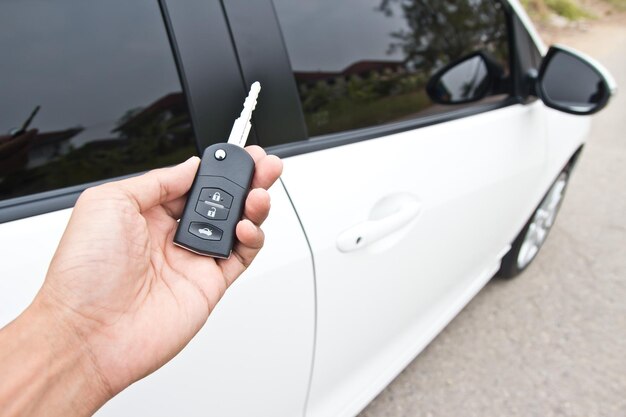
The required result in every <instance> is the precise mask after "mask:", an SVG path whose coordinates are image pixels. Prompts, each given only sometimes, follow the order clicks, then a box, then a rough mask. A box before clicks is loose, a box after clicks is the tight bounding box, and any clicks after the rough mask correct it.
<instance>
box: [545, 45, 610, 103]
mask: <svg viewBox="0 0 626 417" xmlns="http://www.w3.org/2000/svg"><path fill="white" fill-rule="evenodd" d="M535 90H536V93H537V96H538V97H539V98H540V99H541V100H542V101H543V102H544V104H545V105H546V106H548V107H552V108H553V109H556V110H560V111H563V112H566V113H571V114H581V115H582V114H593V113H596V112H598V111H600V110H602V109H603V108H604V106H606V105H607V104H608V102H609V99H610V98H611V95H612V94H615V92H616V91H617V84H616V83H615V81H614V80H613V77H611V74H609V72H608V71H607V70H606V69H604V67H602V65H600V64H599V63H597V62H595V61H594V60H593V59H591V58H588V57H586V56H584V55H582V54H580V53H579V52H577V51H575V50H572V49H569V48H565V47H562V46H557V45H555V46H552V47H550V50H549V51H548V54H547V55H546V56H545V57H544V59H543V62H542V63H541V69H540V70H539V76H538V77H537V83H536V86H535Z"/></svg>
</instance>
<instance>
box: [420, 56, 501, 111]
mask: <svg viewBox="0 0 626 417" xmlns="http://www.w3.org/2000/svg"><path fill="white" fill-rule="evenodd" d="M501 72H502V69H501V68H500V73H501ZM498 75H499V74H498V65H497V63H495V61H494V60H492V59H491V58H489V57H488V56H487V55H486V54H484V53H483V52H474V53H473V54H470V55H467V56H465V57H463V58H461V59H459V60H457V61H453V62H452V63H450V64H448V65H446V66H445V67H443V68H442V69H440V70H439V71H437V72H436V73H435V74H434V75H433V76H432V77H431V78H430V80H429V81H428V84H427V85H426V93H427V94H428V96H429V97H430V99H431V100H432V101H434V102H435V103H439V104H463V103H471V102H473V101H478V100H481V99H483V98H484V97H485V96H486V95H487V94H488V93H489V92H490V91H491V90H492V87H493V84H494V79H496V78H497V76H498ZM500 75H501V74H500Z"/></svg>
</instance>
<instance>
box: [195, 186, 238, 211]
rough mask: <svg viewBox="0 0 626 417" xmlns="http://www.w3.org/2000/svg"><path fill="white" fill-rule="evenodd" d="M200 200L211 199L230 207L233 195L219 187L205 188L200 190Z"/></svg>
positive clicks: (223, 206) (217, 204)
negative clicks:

- - -

**PROBLEM TO WORK ON**
Your answer must be an exact copy of the records, without the pictures.

**EXERCISE SOLUTION**
The required result in every <instance> is the precise mask after "mask:", an SVG path whose coordinates are image pixels. Prompts, each given only sometimes, follow the order clicks, then a box, then a rough mask. A box before clicks is loose, a box after clicks is the tight bounding box, and any clicks after the rough mask correct it.
<instance>
box: [545, 45, 610, 103]
mask: <svg viewBox="0 0 626 417" xmlns="http://www.w3.org/2000/svg"><path fill="white" fill-rule="evenodd" d="M535 90H536V93H537V96H538V97H539V98H540V99H541V100H542V101H543V102H544V104H545V105H546V106H548V107H552V108H553V109H556V110H560V111H563V112H566V113H571V114H581V115H582V114H593V113H596V112H598V111H600V110H602V109H603V108H604V106H606V105H607V104H608V102H609V99H610V98H611V95H612V94H615V92H616V91H617V84H616V83H615V81H614V80H613V77H611V74H609V72H608V71H607V70H606V69H604V67H602V65H600V64H599V63H597V62H595V61H594V60H593V59H591V58H588V57H586V56H584V55H582V54H580V53H579V52H577V51H575V50H572V49H569V48H565V47H562V46H557V45H555V46H552V47H550V50H549V51H548V54H547V55H546V56H545V57H544V59H543V62H542V63H541V69H540V70H539V76H538V77H537V83H536V86H535Z"/></svg>
</instance>
<instance>
box: [420, 56, 501, 111]
mask: <svg viewBox="0 0 626 417" xmlns="http://www.w3.org/2000/svg"><path fill="white" fill-rule="evenodd" d="M501 72H502V69H501V68H500V73H501ZM498 75H499V74H498V65H497V63H495V61H494V60H492V59H491V58H489V57H488V56H487V55H486V54H484V53H483V52H474V53H473V54H470V55H467V56H465V57H463V58H461V59H459V60H457V61H453V62H452V63H450V64H448V65H446V66H445V67H443V68H442V69H440V70H439V71H437V72H436V73H435V74H434V75H433V76H432V77H431V78H430V80H429V81H428V84H427V85H426V93H427V94H428V96H429V97H430V99H431V100H432V101H434V102H435V103H439V104H463V103H471V102H473V101H478V100H481V99H483V98H484V97H485V96H486V95H487V94H488V93H489V92H490V91H491V90H492V87H493V84H494V79H496V78H497V76H498ZM500 75H501V74H500Z"/></svg>
</instance>
<instance>
box: [195, 186, 238, 211]
rough mask: <svg viewBox="0 0 626 417" xmlns="http://www.w3.org/2000/svg"><path fill="white" fill-rule="evenodd" d="M200 200L211 199L230 207L233 195L219 187L205 188L200 190Z"/></svg>
positive clicks: (223, 206) (217, 204)
negative clicks:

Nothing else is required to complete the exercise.